Goal of the exercise » Only the run of lines from the one containing "TARGET: wooden platform" through the last line should be returned, exactly as written.

The data »
* * * * * * * * *

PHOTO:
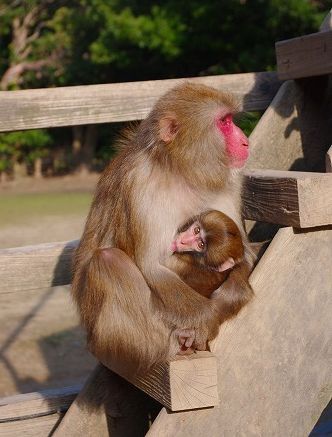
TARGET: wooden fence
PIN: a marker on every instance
(273, 371)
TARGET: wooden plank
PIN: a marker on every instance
(185, 383)
(294, 132)
(25, 406)
(327, 22)
(39, 108)
(276, 141)
(329, 160)
(309, 55)
(300, 199)
(41, 426)
(33, 267)
(108, 405)
(275, 357)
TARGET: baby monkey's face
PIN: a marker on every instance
(192, 239)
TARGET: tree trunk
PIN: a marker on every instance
(84, 145)
(37, 168)
(19, 170)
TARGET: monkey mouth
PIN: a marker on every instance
(174, 247)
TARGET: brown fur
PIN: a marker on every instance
(199, 270)
(173, 166)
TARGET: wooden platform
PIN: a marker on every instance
(273, 361)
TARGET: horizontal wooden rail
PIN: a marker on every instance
(309, 55)
(35, 414)
(66, 106)
(34, 267)
(186, 383)
(296, 199)
(299, 199)
(34, 404)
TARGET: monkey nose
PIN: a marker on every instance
(188, 241)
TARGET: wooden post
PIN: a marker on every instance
(275, 357)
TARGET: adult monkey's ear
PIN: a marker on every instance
(168, 128)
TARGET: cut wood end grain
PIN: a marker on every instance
(185, 383)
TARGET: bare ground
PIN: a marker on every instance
(41, 344)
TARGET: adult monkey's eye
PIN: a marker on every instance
(197, 230)
(227, 120)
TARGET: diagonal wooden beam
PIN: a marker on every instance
(299, 199)
(309, 55)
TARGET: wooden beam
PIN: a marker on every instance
(35, 414)
(33, 267)
(327, 22)
(299, 199)
(309, 55)
(329, 160)
(66, 106)
(274, 367)
(39, 426)
(186, 383)
(276, 140)
(24, 406)
(108, 405)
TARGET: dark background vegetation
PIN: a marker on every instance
(52, 43)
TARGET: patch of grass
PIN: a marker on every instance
(20, 208)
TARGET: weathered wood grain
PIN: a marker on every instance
(275, 357)
(24, 406)
(124, 411)
(33, 267)
(329, 160)
(276, 141)
(35, 414)
(41, 426)
(300, 199)
(39, 108)
(309, 55)
(327, 22)
(186, 383)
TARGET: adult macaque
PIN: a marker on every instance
(184, 158)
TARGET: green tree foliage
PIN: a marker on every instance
(70, 42)
(24, 147)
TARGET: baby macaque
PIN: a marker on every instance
(205, 249)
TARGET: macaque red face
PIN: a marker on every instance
(194, 240)
(237, 144)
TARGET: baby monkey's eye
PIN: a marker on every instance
(201, 244)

* * * * * * * * *

Full response »
TARGET: wooden platform
PIN: a marker on every instance
(273, 361)
TARGET: horizontal wooden rail
PIN: a marker on every instance
(309, 55)
(35, 414)
(66, 106)
(34, 267)
(186, 383)
(296, 199)
(299, 199)
(34, 404)
TARGET: monkey nose
PIN: a marker on every instance
(188, 241)
TARGET: wooden post
PIN: a marker on every instance
(275, 357)
TARGET: adult monkey's ear
PIN: a marker on every instance
(168, 128)
TARGET: cut wood end grain
PIN: a marker on every instance
(185, 383)
TARGET: bare ground
PIN: a marker on every instance
(41, 344)
TARGET: adult monkey's eye
PIN: a marker on every instance
(197, 230)
(227, 120)
TARGET: diagonal wooden beam
PIN: a marker on every instance
(299, 199)
(309, 55)
TARGET: wooden beam
PIN: a marker on every instance
(35, 414)
(33, 267)
(327, 22)
(299, 199)
(309, 55)
(329, 160)
(66, 106)
(274, 367)
(39, 426)
(186, 383)
(276, 140)
(24, 406)
(108, 405)
TARGET: dark background vegetation
PIN: a marker on every instance
(52, 43)
TARGET: patch of grass
PIN: a marker on every instance
(20, 208)
TARGET: weathered wood grain
PIN: a marker on every instance
(275, 357)
(24, 406)
(124, 411)
(33, 267)
(329, 160)
(276, 141)
(35, 414)
(41, 426)
(300, 199)
(39, 108)
(309, 55)
(327, 22)
(186, 383)
TARGET: adult macaque
PIN: a marker on every instance
(184, 158)
TARGET: green tree foliage
PIN: a marker on every instance
(70, 42)
(24, 147)
TARGET: baby macaque
PIN: a marker on every instance
(205, 249)
TARGET: macaque red face
PIN: a marker on every instance
(194, 240)
(237, 144)
TARGET: baby monkey's eye
PIN: a marker on every instance
(201, 244)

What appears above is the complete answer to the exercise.